_What this task involves:_ Transcribe every line exactly and omit anything that is a picture.

_Stored rows:_

——

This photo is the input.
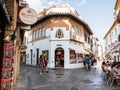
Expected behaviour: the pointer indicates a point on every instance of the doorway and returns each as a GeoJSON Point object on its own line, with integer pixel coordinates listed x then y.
{"type": "Point", "coordinates": [37, 57]}
{"type": "Point", "coordinates": [59, 57]}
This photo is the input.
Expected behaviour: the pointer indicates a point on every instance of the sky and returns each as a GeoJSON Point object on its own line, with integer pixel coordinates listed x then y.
{"type": "Point", "coordinates": [97, 13]}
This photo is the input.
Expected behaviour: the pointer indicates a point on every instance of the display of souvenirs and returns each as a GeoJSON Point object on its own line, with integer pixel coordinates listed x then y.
{"type": "Point", "coordinates": [6, 85]}
{"type": "Point", "coordinates": [7, 64]}
{"type": "Point", "coordinates": [6, 75]}
{"type": "Point", "coordinates": [8, 54]}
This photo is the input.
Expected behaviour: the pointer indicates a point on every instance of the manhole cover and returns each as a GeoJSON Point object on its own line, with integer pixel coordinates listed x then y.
{"type": "Point", "coordinates": [86, 81]}
{"type": "Point", "coordinates": [74, 88]}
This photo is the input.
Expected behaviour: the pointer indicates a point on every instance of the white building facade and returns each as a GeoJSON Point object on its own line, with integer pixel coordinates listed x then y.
{"type": "Point", "coordinates": [112, 42]}
{"type": "Point", "coordinates": [61, 36]}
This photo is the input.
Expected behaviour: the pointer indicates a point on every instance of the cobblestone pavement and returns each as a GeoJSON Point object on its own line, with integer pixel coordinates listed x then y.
{"type": "Point", "coordinates": [62, 79]}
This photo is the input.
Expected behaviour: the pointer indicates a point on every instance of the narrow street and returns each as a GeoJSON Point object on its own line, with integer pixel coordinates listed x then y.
{"type": "Point", "coordinates": [62, 79]}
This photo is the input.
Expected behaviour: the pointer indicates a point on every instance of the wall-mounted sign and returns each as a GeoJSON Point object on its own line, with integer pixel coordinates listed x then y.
{"type": "Point", "coordinates": [28, 16]}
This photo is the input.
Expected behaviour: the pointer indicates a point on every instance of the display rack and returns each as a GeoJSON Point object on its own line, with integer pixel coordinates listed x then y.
{"type": "Point", "coordinates": [7, 66]}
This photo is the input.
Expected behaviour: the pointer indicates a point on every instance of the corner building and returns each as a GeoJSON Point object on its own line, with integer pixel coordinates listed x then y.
{"type": "Point", "coordinates": [61, 35]}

——

_Result below:_
This photo is the input.
Expected behaviour: the pointer indicates a point on every instance of the doorway and returns each as a GeoJSON Point object on its own line, with integer pixel coordinates listed x then y.
{"type": "Point", "coordinates": [37, 57]}
{"type": "Point", "coordinates": [59, 57]}
This photo is the input.
Expected behaviour: the pointer indicates a point on every instance of the sky and returns each as a GeoJSON Point object on its own line, with integer pixel coordinates listed x then y.
{"type": "Point", "coordinates": [97, 13]}
This photo is the input.
Expected behaviour: the pointer indicates a point on every instance of the display of souvenirs and returns each as a GeoJSON Point object on its own line, with integer pixel coordinates listed x then y.
{"type": "Point", "coordinates": [6, 85]}
{"type": "Point", "coordinates": [7, 64]}
{"type": "Point", "coordinates": [6, 75]}
{"type": "Point", "coordinates": [8, 54]}
This photo is the input.
Expected behaviour: the pointer indicates a point on every instance of the manhole cover and returns each as a GeoJSON Point object on its own line, with integer pixel coordinates listed x then y.
{"type": "Point", "coordinates": [86, 81]}
{"type": "Point", "coordinates": [74, 88]}
This photo is the input.
Expected behaviour: the pointer indicates a point on every instance of the white building facade and returns each as a GeoJSON Point object on its own line, with integer pixel coordinates listed x then y.
{"type": "Point", "coordinates": [112, 42]}
{"type": "Point", "coordinates": [61, 36]}
This photo is the input.
Expected behaviour: the pointer indicates a point on every instance of the cobblestone pavement and returns each as a GeoJSON Point object on its own line, with integer pixel coordinates listed x then y.
{"type": "Point", "coordinates": [62, 79]}
This photo is the input.
Expected behaviour: the pointer indicates a point on every instance of the narrow street and returns each as a GeoJSON Point object on its own line, with integer pixel coordinates listed x then y.
{"type": "Point", "coordinates": [62, 79]}
This photo is the input.
Expected behaviour: the pointer indicates a point on every instance of the wall-mounted sign and returns each as a GeoJSON Point object on its own line, with integer pixel coordinates listed x then y.
{"type": "Point", "coordinates": [28, 16]}
This photo is the input.
Expected behaviour: the pointer indicates a point on every instance of the display rack and returns each as a GeoJSON Point object on its own line, with integer pixel coordinates listed x then y.
{"type": "Point", "coordinates": [7, 66]}
This photo is the input.
Expected behaviour: the pointer indicates a point on every instance of the corner building and returns each as a GeoJSON Point object on its own line, with integer pixel coordinates listed x then y.
{"type": "Point", "coordinates": [61, 35]}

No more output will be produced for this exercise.